• TEXTE FOURNI:
Revenant à notre exemple initial, en tant que linguiste, il convient de
noter que la majorité des Haïtiens utilisent le terme « lakrè », tandis que «
krè » n'est pas couramment reconnu dans les dictionnaires créoles, tels que le Diksyonè
Kreyòl Vilsen, premier dictionnaire du créole haïtien. Dès lors, il est
raisonnable de conclure qu’en créole standard, et donc académique, on utilise «
lakrè », un terme emprunté par agglutination à l'expression française « la
craie ». Toutefois, étant donné que de nombreux Haïtiens utilisent également le
mot « krè », ce dernier devient une variation lexicale et diastratique de «
lakrè », en fonction des expériences linguistiques des locuteurs. Partant de
cette observation, on peut affirmer que tant l'artiste que l'animateur ont, en
un sens, raison et tort à la fois, puisque leurs jugements reposent sur leurs
propres expériences langagières et sociales. Carel semble préférer « lakrè »,
tandis que Vag Lavi, tout comme moi, utilise « krè » de manière
interchangeable. Dès lors, « Krè k anlè » ne saurait être qualifié de grossier,
mais plutôt d'ambigu sur le plan phonologique. En revanche, étant donné la
tension provoquée par ce désaccord entre les deux protagonistes, tension qui
perdure encore aujourd'hui, on peut y percevoir une méconnaissance flagrante de
leur propre langue maternelle. Cela témoigne également des lacunes d’un système
éducatif inefficace, peu soucieux de la langue qui unit tous les Haïtiens, et
illustre le retard dans la maîtrise de cette langue essentielle.

• PROBLÈME À RÉSOUDRE: Quels sont, sans doublon, les mots ou expressions que le texte sur le créole haïtien place entre guillemets ?

Données sources
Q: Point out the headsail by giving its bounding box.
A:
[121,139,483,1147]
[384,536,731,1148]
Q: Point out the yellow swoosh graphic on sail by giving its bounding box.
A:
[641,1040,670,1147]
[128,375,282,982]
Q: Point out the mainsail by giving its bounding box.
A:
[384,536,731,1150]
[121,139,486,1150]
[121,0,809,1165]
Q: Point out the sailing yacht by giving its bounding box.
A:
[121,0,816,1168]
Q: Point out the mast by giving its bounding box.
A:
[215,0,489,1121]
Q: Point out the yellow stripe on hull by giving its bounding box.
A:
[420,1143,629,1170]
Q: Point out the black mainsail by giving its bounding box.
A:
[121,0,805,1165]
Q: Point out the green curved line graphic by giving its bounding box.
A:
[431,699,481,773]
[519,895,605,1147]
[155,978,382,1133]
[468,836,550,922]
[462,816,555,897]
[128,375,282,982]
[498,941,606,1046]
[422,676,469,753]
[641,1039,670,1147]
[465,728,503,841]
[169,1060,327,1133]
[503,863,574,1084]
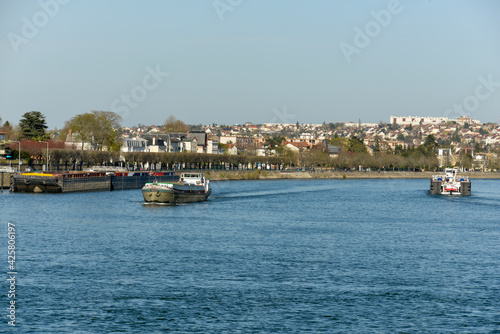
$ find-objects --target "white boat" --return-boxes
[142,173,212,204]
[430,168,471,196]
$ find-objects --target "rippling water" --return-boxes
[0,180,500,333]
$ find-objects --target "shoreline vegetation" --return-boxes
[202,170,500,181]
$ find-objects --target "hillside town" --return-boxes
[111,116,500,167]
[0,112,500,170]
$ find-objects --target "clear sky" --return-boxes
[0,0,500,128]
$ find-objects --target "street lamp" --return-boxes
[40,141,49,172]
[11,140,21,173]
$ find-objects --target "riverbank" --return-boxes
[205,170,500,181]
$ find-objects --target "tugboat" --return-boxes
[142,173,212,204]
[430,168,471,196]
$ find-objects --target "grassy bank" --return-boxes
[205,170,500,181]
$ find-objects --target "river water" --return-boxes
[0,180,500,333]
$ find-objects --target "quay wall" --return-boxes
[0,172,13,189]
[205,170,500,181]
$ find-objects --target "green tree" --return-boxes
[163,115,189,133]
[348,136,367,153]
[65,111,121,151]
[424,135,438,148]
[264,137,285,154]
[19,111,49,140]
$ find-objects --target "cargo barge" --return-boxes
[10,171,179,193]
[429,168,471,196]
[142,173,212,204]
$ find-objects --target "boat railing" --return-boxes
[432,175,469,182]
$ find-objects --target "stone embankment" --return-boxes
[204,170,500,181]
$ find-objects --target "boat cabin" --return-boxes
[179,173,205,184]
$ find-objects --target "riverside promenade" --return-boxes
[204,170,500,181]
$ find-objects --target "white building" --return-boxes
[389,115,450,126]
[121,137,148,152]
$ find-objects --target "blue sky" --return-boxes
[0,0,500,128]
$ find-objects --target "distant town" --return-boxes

• PROBLÈME RÉSOLU:
- « lakrè »
- « krè »
- « la craie »
- « Krè k anlè »